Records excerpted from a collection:
──────
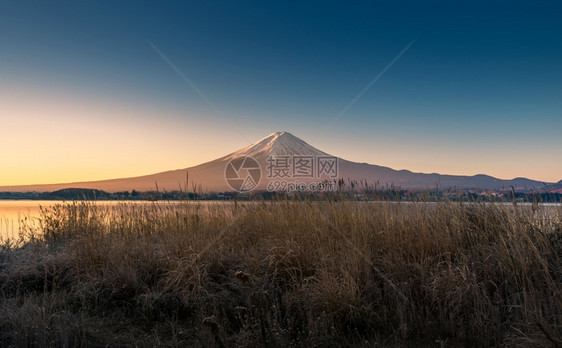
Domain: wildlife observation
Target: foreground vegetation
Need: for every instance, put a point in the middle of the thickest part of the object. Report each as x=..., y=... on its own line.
x=285, y=273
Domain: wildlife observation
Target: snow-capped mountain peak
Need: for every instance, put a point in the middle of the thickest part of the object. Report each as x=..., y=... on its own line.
x=278, y=144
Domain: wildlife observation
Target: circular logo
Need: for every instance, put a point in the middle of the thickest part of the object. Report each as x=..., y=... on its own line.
x=242, y=173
──────
Every entry above, pictures excluded, needs to be duplicated exactly.

EXERCISE OUTPUT =
Domain: wildlife observation
Target: foreground vegetation
Need: for every instance, put a point in the middle of the thickest part of the object. Report each as x=..., y=... on its own line.
x=285, y=273
Domain: wildlife observation
Target: snow-capped mountain peak
Need: for every instance, put a point in the middle of the thickest part of the object. Report each as x=..., y=... on its own line.
x=278, y=144
Domain: wildlife observation
Target: circular logo
Need: for every instance, put a point in the middle of the thickest part of the object. Report each as x=..., y=... on its own line.
x=242, y=173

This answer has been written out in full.